**THE TASK**
Reproduce the passage of the text on Sarah Palin from "She used her" to "her teenage daughter.".
=== EXTRACT ===
She used her handicapped child as a stage prop during her vice presidential campaign.
She neglected her duties as a mother in properly supervising her teenage daughter.
And, once she got a taste of celebrity and decided she liked that better than fulfilling the responsibilities to which the people of Alaska, in good faith, elected her …
She abandoned her elected position to shill a ghost-written book and be on television.
Her appearance on Oprah, by the way, is what confirmed my dislike of Sarah Palin. (And I speak as someone who really, really wanted to give her the benefit of the doubt during the presidential election, to give me some reason to vote for McCain.) She was typically coy and evasive when asked about possible presidential aspirations (whatever “instinctive talents” she may possess, they clearly don’t extend to answering questions candidly, or deflecting those to which she does not wish to respond with any finesse); she treated us to more of her fractured syntax when she repeatedly referred to her grandson as “this most beautiful baby boy” (wouldn’t “beautiful” have sufficed?); and, most egregiously, she remarked that she wasn’t sure if Levi Johnston was still known by that name or by what she believed to be his new one, “Ricky Hollywood.” Now I have no problem with Palin taking a shot at Johnston per se. But the way she uttered this bon mot—and her expectant pause thereafter, as if she believed the studio audience would fall to the floor, insensate with hilarity—cemented my opinion of her as an attention hog whose primary goal is to bask in the spotlight for as long as she can.
You’ve sometimes accused her critics of engaging in “anti-Palin bigotry.” Do you think it possible that you may harbor a decidedly subjective, insupportable bias in her favor? Admittedly, you are not the only person who finds her attractive and engaging. However, do you really believe that referring to buzz words inked on one’s palm during a public address is that inconsequential? Your reaction to this issue—i.e., you did not mention it until a reader broached the subject, and then were somewhat dismissive of its negative connotations—suggests to me an inclination to cut Sarah Palin more breaks than she is entitled to.
So, in conclusion, the Palin mystique is, to me, largely mystifying. She’s not particularly bright. She’s philosophically incoherent. Her character, based on how she has handled her family issues and her governorship, is questionable. Her voice is unbearable, and what she utters with it is largely right-liberal claptrap, articulated poorly. She has appropriated the Tea Party movement to her own ends while contributing nothing to (and quite possibly compromising) any real possibility of conservative reform. In addition, I know such things are a matter of personal aesthetics, but I don’t even see where she’s that attractive physically. (I mean, she’s not exactly Catherine Deneuve, whom I cite specifically as an example of a woman who remained a great beauty into her advanced years. Palin is admirably fit and well kept for a middle-aged mother of five, but that’s about it.)
=== STORED ROWS ===
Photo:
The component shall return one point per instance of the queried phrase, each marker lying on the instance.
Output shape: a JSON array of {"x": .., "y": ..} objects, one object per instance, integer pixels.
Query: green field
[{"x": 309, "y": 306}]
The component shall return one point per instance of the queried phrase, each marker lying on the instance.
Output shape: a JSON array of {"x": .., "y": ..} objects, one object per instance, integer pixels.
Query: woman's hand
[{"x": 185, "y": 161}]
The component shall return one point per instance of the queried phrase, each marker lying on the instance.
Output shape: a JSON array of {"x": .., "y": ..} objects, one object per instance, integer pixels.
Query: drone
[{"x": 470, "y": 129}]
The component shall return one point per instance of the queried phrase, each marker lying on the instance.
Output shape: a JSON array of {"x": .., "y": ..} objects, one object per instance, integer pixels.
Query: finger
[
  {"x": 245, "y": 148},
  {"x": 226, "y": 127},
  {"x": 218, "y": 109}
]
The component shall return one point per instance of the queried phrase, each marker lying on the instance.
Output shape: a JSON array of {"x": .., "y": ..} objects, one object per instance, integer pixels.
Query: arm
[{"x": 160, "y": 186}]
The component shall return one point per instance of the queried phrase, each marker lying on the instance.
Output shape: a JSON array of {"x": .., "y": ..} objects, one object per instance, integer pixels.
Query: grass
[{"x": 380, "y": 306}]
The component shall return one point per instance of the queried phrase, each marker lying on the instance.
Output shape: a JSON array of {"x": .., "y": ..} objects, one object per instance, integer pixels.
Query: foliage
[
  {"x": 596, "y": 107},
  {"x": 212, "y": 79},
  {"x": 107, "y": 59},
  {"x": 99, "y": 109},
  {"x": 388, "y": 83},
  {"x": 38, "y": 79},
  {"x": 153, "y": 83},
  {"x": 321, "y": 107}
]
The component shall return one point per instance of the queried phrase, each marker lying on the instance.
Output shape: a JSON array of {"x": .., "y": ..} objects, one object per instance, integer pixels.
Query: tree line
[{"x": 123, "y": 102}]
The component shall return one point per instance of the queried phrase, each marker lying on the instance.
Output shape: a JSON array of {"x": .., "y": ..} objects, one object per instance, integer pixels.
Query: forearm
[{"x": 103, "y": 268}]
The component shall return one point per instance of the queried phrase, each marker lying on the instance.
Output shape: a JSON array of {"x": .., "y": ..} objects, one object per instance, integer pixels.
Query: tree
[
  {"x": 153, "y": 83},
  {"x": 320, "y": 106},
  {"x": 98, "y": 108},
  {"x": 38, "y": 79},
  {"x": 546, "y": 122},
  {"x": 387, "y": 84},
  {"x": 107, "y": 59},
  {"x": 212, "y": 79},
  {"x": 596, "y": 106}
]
===
**OUTPUT FOR THIS TASK**
She used her handicapped child as a stage prop during her vice presidential campaign.
She neglected her duties as a mother in properly supervising her teenage daughter.